--- EXERCISE INPUTS Enclosed Below ---

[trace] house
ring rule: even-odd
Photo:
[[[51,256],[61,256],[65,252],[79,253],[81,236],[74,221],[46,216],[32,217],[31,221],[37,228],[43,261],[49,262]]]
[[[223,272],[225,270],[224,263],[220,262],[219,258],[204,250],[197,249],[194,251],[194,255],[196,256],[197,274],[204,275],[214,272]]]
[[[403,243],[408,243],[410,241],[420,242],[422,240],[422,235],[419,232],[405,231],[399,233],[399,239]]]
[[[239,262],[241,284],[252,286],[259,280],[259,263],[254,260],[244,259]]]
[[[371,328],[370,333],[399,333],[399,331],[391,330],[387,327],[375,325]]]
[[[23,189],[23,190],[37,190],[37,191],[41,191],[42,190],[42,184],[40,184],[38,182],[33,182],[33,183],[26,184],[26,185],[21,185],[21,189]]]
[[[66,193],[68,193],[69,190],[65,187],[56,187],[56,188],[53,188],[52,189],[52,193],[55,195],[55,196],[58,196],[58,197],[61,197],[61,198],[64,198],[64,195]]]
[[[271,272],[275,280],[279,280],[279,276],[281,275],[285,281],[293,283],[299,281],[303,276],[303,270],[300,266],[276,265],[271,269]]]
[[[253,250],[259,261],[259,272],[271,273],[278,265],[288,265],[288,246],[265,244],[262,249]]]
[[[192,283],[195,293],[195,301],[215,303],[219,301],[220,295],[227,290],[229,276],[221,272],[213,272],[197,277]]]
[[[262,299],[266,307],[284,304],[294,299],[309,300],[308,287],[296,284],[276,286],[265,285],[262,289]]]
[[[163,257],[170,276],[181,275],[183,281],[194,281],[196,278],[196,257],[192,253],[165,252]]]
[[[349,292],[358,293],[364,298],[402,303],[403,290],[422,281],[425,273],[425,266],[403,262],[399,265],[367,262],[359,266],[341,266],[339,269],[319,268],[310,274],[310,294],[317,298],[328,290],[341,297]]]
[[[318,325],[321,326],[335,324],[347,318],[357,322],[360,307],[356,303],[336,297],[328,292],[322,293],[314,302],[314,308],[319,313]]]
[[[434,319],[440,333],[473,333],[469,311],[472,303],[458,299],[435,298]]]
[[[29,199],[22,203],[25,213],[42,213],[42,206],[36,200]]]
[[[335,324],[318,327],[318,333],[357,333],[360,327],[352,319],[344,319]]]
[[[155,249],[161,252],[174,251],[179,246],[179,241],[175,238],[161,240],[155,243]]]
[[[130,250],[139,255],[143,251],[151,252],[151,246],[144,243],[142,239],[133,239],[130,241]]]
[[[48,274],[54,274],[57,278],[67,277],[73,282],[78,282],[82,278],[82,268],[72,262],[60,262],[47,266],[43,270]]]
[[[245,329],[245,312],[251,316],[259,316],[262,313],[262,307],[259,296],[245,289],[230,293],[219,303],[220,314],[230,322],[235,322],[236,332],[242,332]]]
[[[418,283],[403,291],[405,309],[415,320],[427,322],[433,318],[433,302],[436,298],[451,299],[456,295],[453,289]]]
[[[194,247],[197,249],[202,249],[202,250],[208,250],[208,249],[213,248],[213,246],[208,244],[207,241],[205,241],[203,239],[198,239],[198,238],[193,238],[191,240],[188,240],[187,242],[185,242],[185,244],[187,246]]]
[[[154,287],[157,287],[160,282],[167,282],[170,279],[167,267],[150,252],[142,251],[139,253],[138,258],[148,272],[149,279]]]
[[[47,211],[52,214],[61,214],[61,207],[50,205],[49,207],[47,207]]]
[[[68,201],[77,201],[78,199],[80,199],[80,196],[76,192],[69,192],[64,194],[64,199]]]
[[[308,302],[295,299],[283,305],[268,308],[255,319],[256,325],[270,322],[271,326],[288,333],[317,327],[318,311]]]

--- End of Enclosed EXERCISE INPUTS ---

EXERCISE BRIEF:
Copy the data above in its entirety, exactly as given.

EXERCISE ANSWER:
[trace] house
ring rule: even-odd
Photo:
[[[51,256],[61,256],[65,252],[79,253],[81,236],[74,221],[46,216],[32,217],[31,221],[37,228],[43,261],[49,262]]]
[[[223,272],[225,270],[224,263],[220,262],[219,258],[204,250],[197,249],[194,251],[194,255],[196,256],[197,274],[204,275],[214,272]]]
[[[403,243],[408,243],[410,241],[420,242],[422,240],[422,235],[419,232],[405,231],[399,233],[399,239]]]
[[[239,262],[241,284],[252,286],[259,280],[259,263],[254,260],[244,259]]]
[[[371,328],[370,333],[399,333],[399,331],[391,330],[387,327],[375,325]]]
[[[23,189],[23,190],[37,190],[37,191],[41,191],[42,190],[42,184],[40,184],[38,182],[33,182],[33,183],[26,184],[26,185],[21,185],[21,189]]]
[[[66,193],[68,193],[69,190],[65,187],[56,187],[56,188],[53,188],[52,189],[52,193],[55,195],[55,196],[58,196],[58,197],[61,197],[61,198],[64,198],[64,195]]]
[[[271,272],[275,280],[279,280],[279,276],[281,275],[285,281],[293,283],[299,281],[303,276],[303,270],[300,266],[276,265],[271,269]]]
[[[253,250],[259,261],[259,272],[271,273],[278,265],[288,265],[288,246],[265,244],[262,249]]]
[[[192,283],[195,293],[195,301],[215,303],[219,301],[220,295],[227,290],[229,276],[221,272],[213,272],[197,277]]]
[[[262,299],[266,307],[284,304],[294,299],[309,300],[308,287],[296,284],[276,286],[265,285],[262,289]]]
[[[163,257],[170,276],[181,275],[183,281],[194,281],[196,278],[196,257],[192,253],[165,252]]]
[[[349,292],[358,293],[364,298],[402,303],[403,290],[422,281],[425,273],[425,266],[403,262],[399,265],[367,262],[359,266],[341,266],[339,269],[319,268],[310,274],[310,294],[317,298],[328,290],[341,297]]]
[[[318,325],[321,326],[335,324],[347,318],[357,322],[360,307],[356,303],[336,297],[328,292],[322,293],[314,302],[314,308],[319,313]]]
[[[434,319],[440,333],[473,333],[469,311],[472,303],[458,299],[435,298]]]
[[[29,199],[22,203],[25,213],[42,213],[42,206],[36,200]]]
[[[335,324],[318,327],[318,333],[357,333],[360,327],[352,319],[344,319]]]
[[[155,249],[161,252],[174,251],[179,246],[179,241],[175,238],[161,240],[155,243]]]
[[[130,250],[139,255],[143,251],[151,252],[151,246],[144,243],[142,239],[133,239],[130,241]]]
[[[48,274],[54,274],[57,278],[67,277],[73,282],[78,282],[82,278],[82,268],[72,262],[60,262],[47,266],[43,270]]]
[[[245,329],[245,312],[251,316],[259,316],[262,313],[262,307],[259,296],[245,289],[230,293],[219,303],[220,314],[230,322],[235,322],[236,332],[242,332]]]
[[[418,283],[403,291],[405,309],[415,320],[427,322],[433,318],[433,302],[436,298],[451,299],[456,295],[453,289]]]
[[[194,247],[197,249],[202,249],[202,250],[208,250],[208,249],[213,248],[213,246],[208,244],[207,241],[205,241],[203,239],[198,239],[198,238],[193,238],[191,240],[188,240],[187,242],[185,242],[185,244],[187,246]]]
[[[154,287],[157,287],[160,282],[167,282],[170,279],[167,267],[150,252],[142,251],[139,253],[138,258],[148,272],[149,279]]]
[[[47,211],[52,214],[61,214],[61,207],[50,205],[49,207],[47,207]]]
[[[68,201],[77,201],[78,199],[80,199],[80,196],[76,192],[69,192],[64,194],[64,199]]]
[[[308,302],[295,299],[283,305],[268,308],[255,319],[256,325],[270,322],[271,326],[288,333],[317,327],[318,311]]]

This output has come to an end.